◆ WRITTEN EXERCISE 1: Substitute "street lamp" for "metal light pole" in everything from the start of the entries down to the line containing "pixel 95 113", and leave all else unchanged.

[BEGIN PROVIDED TEXT]

First I had to graduate from grade school, then do the middle school thing, then sit thru the high school thing. I guess 14 or so years?

(Edited to add, at the time there was a moral craze about credentialism; thou shalt not hire a programmer without a BS degree. At least if you didn't live on the coasts. And this was about a decade before the dotcom craze)

There are also some moral questions, like I was being paid to test impaired telecom circuits for an end user financial institution, but I saw I could replace 90% of my labor with a "telix" script (like the procomm terminal program but arguably better, or kind of like an inferior version of "expect") of moderately short length. So, seeing as I worked alone second shift, I was somewhat less productive for about one night as I wrote my script, and the for the next ... long time ... I read magazines and did my college homework (for the kids out there, magazines are like a static website, only updated monthly, and they print it out for you... like another obsolete technology, the "newspaper", but updated monthly rather than daily) and eventually graduated and got a "real" job, etc.

So my first gig was automating my job for about one day and then maintenance of legacy code, and monitoring the automation for performance.

My boss eventually caught me because I got bored and started rewiring things and generally going "above and beyond the call of duty" and I figured I was about to get fired or promoted; turns out he wanted to promote me but there were no job openings between the time I got caught and when I graduated college. Which is how I dodged the bullet of maintaining stock trading COBOL code for the rest of my life.

[END PROVIDED TEXT]

◆ WRITTEN EXERCISE 2: In the provided text, what kind of script did the writer use to replace most of the labor of testing impaired telecom circuits?

[BEGIN EXCERPTED DATA]

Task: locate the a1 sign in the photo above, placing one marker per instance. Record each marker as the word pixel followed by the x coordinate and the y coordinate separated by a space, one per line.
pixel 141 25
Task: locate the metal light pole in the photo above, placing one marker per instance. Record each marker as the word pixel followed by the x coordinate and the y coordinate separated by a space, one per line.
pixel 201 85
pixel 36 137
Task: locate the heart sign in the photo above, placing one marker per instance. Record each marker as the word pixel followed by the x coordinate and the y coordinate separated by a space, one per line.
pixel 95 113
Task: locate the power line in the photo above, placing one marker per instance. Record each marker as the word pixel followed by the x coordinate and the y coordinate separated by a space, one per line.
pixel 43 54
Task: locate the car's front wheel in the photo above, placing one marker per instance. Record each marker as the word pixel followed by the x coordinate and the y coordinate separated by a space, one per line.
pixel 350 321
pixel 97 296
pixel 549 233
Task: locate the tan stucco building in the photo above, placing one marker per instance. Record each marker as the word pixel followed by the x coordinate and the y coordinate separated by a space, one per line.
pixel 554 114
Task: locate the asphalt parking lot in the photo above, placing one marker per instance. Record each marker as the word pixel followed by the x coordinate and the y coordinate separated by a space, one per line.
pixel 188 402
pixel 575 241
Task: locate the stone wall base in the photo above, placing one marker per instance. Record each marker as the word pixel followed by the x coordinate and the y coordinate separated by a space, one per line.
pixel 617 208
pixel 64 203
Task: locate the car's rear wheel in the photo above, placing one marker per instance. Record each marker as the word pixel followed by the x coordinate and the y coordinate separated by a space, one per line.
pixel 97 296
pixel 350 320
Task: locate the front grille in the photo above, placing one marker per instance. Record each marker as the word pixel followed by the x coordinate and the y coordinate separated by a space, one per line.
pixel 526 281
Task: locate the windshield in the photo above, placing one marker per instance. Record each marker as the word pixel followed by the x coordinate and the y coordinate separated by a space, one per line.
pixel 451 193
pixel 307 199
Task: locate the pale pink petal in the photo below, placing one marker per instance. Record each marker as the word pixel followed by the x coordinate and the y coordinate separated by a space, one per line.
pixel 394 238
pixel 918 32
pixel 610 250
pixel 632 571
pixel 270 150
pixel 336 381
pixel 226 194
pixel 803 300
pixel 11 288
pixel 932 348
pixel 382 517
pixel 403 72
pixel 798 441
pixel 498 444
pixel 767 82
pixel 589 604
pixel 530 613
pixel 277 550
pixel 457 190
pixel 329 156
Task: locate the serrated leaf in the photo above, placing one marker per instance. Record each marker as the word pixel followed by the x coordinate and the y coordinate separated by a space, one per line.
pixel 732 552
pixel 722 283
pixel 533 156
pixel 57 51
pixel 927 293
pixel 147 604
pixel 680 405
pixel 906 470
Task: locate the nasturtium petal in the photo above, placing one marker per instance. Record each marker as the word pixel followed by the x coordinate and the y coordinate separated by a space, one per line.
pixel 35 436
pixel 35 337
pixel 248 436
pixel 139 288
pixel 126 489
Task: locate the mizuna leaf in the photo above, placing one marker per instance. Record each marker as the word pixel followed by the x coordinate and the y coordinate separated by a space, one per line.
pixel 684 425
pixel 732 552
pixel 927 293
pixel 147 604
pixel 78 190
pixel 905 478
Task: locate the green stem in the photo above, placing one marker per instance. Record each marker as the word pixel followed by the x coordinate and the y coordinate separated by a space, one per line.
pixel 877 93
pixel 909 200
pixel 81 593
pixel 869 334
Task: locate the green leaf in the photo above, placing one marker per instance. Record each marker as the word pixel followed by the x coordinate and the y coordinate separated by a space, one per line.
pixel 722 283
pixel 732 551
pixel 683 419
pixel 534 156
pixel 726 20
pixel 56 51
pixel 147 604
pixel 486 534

[END EXCERPTED DATA]

◆ COMPLETE ANSWER 1:
Task: locate the a1 sign in the photo above, placing one marker per instance. Record each marker as the word pixel followed by the x coordinate and the y coordinate separated by a space, one per line.
pixel 141 25
Task: locate the street lamp in the photo above, placing one marker per instance. Record each marker as the word pixel followed by the x coordinate and the y coordinate separated by a space, one per line.
pixel 201 85
pixel 36 137
Task: locate the heart sign in the photo above, placing one marker per instance. Record each marker as the word pixel followed by the x coordinate and the y coordinate separated by a space, one per line.
pixel 95 113

◆ COMPLETE ANSWER 2: A "telix" script.